Copy out the lines word for word, starting with the line that contains "Mark the region of each instance of the <item>desktop" and going on through the last line of the items.

* Begin PROVIDED MATERIAL *

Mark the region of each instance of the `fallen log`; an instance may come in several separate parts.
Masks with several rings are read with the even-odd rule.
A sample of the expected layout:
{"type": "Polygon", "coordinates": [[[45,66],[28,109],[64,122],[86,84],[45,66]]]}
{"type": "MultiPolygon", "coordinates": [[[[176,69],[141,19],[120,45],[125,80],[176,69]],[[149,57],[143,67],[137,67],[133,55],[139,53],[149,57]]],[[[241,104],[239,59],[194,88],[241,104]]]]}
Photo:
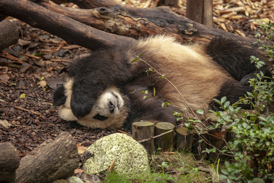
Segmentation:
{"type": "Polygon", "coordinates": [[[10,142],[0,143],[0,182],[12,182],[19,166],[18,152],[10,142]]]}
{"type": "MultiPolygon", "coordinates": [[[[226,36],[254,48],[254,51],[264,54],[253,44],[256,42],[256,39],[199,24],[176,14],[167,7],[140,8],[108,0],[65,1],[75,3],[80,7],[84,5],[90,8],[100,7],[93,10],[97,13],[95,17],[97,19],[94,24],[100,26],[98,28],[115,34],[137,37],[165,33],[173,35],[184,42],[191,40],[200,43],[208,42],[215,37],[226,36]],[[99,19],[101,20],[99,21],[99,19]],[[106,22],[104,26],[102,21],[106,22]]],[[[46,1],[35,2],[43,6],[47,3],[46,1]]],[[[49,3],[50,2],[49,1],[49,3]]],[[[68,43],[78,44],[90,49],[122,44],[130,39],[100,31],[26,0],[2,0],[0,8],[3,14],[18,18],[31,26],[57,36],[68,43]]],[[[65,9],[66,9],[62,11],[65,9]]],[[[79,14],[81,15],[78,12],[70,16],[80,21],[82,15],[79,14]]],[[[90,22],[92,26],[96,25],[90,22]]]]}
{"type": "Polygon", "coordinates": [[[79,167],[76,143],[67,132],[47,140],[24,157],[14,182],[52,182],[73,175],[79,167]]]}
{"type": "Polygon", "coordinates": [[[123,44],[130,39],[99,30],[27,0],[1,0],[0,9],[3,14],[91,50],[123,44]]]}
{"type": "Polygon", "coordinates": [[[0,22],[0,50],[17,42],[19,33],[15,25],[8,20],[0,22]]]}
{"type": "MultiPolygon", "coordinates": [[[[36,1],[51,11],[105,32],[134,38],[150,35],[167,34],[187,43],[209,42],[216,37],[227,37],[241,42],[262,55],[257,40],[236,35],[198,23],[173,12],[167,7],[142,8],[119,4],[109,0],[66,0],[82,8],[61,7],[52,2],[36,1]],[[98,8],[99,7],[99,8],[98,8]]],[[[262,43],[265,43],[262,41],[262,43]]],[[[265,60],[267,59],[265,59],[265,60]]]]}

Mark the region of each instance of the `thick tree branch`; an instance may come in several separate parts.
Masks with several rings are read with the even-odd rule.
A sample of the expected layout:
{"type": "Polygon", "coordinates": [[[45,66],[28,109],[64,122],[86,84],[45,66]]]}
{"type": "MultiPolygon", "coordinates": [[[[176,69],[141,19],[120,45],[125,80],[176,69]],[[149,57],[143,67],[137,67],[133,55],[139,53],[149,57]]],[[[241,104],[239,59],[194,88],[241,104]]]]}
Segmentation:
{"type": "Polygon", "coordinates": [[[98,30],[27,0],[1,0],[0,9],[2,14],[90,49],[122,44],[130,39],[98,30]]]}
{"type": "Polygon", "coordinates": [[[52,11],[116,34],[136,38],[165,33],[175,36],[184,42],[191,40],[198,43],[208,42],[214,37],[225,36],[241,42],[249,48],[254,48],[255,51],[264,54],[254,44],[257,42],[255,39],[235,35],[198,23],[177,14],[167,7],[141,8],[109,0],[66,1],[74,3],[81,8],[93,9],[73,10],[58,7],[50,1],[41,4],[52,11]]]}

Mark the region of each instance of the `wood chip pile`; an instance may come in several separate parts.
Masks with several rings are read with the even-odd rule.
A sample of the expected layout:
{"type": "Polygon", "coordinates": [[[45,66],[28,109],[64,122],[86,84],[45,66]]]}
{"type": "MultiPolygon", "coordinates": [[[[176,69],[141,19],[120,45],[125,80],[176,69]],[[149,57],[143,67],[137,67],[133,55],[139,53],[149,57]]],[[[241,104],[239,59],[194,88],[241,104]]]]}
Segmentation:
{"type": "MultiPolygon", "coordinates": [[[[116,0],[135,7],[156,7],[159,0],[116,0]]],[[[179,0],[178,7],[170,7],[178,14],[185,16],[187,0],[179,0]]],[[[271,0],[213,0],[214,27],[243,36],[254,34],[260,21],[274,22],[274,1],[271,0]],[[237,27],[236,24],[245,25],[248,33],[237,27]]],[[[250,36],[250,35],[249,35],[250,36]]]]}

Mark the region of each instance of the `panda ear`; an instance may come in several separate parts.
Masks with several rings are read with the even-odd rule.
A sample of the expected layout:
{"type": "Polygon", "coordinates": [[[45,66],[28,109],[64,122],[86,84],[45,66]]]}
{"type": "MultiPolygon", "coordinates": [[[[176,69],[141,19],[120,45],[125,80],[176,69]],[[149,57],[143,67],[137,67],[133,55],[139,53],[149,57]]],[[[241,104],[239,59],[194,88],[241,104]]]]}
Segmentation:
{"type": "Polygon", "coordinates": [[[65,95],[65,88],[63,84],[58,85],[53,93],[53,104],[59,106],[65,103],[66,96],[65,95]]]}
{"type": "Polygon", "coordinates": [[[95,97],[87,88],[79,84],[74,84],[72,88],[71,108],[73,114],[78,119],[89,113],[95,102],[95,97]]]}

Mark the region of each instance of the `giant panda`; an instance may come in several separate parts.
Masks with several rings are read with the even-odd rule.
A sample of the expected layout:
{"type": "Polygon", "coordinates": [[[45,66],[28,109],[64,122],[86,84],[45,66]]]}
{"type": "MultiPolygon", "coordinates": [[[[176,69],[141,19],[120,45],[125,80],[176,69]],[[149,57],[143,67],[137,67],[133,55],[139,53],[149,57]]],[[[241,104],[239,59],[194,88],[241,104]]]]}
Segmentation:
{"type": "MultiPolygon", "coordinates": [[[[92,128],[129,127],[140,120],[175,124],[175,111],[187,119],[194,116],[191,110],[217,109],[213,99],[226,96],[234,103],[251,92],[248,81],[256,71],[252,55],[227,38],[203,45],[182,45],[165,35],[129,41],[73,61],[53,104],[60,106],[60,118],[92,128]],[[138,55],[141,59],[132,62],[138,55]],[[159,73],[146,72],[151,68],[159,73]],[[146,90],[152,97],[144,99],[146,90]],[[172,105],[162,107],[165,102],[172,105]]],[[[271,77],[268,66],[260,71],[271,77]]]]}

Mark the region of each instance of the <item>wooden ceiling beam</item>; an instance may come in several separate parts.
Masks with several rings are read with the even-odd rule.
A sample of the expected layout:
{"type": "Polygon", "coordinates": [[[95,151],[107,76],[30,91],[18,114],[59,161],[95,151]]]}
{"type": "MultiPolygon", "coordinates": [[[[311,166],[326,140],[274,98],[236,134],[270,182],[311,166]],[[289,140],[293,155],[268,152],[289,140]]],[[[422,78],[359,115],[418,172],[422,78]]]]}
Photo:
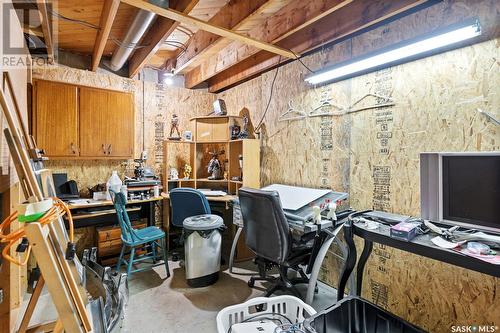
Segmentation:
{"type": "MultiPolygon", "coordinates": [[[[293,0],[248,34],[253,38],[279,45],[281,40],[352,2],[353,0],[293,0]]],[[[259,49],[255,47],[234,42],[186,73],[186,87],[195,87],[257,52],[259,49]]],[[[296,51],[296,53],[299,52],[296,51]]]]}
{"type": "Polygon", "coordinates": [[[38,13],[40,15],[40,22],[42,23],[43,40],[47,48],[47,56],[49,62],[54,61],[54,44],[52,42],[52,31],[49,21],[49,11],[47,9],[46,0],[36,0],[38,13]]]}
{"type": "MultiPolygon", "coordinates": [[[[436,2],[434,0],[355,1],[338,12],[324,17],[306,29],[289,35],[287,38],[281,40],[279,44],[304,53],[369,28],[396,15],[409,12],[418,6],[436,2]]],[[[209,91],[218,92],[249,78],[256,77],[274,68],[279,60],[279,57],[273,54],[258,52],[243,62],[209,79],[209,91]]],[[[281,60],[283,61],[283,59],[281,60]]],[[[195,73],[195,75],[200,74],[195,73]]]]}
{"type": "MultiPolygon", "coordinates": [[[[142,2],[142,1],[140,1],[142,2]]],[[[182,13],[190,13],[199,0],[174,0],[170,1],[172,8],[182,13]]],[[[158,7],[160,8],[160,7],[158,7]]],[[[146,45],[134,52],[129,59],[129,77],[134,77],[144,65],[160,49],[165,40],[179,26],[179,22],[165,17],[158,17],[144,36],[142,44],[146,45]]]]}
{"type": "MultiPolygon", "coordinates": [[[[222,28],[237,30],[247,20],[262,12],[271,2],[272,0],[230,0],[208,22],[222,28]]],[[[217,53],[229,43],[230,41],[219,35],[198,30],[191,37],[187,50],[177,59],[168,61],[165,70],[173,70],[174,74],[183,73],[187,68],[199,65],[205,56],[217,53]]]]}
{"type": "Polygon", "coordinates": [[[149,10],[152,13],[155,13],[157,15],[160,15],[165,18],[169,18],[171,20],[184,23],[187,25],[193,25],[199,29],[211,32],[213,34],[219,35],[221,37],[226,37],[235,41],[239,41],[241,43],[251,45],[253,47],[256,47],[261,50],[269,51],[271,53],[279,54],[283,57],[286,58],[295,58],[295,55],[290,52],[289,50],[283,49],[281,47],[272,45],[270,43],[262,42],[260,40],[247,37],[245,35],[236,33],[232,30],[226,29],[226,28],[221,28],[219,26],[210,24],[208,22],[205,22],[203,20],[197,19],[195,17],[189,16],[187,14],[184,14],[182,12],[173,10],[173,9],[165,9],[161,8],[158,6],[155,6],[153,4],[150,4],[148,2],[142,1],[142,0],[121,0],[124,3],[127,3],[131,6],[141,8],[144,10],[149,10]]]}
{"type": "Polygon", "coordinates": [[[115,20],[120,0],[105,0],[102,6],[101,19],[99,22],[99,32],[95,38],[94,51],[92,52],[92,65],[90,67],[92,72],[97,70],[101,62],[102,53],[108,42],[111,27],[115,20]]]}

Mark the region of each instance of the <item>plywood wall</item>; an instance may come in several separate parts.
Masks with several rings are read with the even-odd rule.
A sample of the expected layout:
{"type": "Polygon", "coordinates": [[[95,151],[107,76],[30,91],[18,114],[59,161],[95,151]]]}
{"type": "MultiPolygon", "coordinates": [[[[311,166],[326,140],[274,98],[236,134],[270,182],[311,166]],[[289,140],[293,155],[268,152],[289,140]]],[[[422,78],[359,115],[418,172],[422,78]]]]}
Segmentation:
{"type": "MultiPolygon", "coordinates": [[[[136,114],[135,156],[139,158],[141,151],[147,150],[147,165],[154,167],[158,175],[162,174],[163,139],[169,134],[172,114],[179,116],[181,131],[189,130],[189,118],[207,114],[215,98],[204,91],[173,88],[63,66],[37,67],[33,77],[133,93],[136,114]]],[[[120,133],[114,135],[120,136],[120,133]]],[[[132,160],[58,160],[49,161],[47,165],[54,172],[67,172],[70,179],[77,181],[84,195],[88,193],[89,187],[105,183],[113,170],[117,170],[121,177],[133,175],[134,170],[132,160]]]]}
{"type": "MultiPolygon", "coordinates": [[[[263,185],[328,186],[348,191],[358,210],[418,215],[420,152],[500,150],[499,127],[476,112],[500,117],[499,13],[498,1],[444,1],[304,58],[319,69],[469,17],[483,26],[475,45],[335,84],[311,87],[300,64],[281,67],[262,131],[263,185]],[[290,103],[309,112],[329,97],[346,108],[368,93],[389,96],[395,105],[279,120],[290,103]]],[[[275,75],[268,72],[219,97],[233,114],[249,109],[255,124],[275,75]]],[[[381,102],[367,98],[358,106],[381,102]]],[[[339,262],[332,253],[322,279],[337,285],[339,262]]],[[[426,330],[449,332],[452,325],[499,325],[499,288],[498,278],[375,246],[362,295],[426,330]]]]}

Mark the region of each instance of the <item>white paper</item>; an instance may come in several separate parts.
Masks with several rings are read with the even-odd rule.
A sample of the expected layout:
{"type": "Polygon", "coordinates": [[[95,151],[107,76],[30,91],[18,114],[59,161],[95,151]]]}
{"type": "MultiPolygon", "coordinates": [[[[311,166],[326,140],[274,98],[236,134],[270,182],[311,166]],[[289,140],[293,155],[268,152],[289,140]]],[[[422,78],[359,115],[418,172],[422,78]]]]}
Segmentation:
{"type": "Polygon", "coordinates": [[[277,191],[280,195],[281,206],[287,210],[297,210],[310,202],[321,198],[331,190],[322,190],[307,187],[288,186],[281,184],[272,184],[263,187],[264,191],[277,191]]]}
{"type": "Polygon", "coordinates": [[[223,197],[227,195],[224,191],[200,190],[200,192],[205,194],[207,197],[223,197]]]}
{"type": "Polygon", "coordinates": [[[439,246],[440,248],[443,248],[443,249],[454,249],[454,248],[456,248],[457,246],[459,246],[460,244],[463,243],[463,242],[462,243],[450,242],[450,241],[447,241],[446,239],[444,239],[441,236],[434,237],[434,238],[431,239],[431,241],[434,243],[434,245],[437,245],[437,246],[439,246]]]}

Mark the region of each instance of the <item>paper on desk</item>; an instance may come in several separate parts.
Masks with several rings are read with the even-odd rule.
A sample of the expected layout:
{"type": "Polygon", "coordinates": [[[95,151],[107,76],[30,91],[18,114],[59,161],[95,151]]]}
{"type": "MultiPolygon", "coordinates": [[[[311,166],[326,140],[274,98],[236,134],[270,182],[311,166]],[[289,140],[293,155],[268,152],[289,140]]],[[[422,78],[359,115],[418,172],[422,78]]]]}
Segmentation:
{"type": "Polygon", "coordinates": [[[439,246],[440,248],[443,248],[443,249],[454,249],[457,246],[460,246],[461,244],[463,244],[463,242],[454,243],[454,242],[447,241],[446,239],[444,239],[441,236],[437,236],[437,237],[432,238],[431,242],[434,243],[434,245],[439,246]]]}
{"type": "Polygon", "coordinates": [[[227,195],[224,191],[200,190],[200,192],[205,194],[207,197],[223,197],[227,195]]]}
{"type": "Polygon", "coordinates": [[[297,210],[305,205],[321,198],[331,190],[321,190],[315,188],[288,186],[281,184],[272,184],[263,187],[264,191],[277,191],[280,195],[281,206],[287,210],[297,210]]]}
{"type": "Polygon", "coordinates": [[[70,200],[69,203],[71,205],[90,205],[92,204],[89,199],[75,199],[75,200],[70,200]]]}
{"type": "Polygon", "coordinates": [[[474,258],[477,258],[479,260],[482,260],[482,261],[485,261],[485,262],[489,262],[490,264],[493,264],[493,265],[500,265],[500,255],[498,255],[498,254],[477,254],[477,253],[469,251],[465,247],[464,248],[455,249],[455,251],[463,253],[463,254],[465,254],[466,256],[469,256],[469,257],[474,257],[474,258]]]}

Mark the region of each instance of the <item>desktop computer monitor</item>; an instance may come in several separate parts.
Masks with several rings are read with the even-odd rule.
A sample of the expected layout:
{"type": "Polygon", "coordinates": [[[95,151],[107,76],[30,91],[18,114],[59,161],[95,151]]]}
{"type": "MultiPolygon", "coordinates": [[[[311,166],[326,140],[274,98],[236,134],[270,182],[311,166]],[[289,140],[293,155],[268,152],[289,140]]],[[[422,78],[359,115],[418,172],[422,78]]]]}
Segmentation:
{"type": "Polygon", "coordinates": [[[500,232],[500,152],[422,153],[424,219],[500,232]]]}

* End PROVIDED MATERIAL *

- EXPECTED OUTPUT
Mark the region of each instance of the <item>desktop computer monitor</item>; an instance may come in several separate parts.
Masks with several rings are read with the even-odd rule.
A sample of the expected layout:
{"type": "Polygon", "coordinates": [[[95,151],[107,76],[30,91],[18,114],[59,161],[95,151]]]}
{"type": "MultiPolygon", "coordinates": [[[[311,166],[326,140],[274,98],[236,134],[270,182],[311,166]],[[289,140],[293,155],[268,152],[289,140]]],[[[422,78],[359,115],[418,172],[422,78]]]]}
Segmentation:
{"type": "Polygon", "coordinates": [[[500,232],[500,152],[422,153],[424,219],[500,232]]]}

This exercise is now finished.